## PROBLEM DESCRIPTION
An exact copy of every record below is required, with the pictures left out.
'''
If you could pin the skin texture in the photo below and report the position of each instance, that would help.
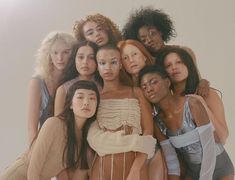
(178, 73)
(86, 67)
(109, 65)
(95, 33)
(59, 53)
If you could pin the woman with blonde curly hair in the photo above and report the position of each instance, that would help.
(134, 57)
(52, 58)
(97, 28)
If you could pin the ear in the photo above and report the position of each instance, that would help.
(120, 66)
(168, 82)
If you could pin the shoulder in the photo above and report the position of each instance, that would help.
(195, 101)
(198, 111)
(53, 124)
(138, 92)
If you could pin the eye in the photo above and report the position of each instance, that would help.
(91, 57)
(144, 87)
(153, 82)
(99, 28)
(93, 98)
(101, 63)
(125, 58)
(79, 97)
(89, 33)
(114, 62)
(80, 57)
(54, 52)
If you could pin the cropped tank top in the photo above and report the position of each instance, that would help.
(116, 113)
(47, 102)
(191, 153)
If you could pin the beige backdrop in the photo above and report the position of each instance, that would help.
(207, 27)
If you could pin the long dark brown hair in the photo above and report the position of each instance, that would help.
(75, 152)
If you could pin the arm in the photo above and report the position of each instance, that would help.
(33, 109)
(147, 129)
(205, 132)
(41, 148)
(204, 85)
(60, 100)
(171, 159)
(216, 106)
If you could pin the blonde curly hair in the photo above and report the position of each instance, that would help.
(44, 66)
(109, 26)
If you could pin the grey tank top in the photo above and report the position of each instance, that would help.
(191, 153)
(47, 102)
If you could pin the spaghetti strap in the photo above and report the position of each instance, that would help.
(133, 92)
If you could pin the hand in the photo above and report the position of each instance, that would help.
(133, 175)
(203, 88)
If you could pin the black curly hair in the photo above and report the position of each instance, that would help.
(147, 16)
'''
## WRITTEN SOLUTION
If you could pin the skin texture in the photo below and report the position of each instance, that would help.
(178, 73)
(86, 67)
(109, 65)
(95, 33)
(59, 53)
If you could pin the woman with blonde curly hair in the photo above and report the position of each instance, that would help.
(134, 57)
(52, 58)
(97, 28)
If you could pin the ear in the photo above and report the position of each instance, that would help.
(120, 66)
(168, 82)
If you could pin the shoulder in the photo above and report the position of each instance, that would help.
(195, 101)
(198, 111)
(53, 124)
(138, 92)
If you could pin the eye in the photo above and report the position of each instance, that would help.
(91, 57)
(144, 87)
(153, 82)
(99, 28)
(93, 98)
(101, 63)
(125, 58)
(79, 97)
(89, 33)
(114, 62)
(80, 57)
(54, 52)
If you could pin the cropped tank top in the photo above and report the position of each instance, that would help.
(116, 113)
(47, 102)
(191, 153)
If you could pin the beige backdrop in the photo above and report the position of each instance, that would help.
(207, 27)
If you could pin the long dark brown hair in the photo above and report the position of each instance, that would help.
(75, 152)
If you could pin the arm in the photo above and report the position of each instance, that would help.
(33, 109)
(147, 129)
(205, 132)
(41, 148)
(204, 85)
(60, 100)
(171, 159)
(216, 106)
If you could pin the blonde curly hair in the photo above and report the position of each instance, that would help.
(44, 66)
(109, 26)
If you could pin the grey tank top in the photo above and report the position of each instance, that would help.
(191, 153)
(47, 102)
If you could pin the spaghetti strap in the photo above and report the position of each instance, that would help.
(133, 92)
If you could pin the hand in the photo above and report the position of each instance, that would help.
(133, 175)
(203, 88)
If you could pin the black curly hair in the photo above and report the position of each instance, that would help.
(147, 16)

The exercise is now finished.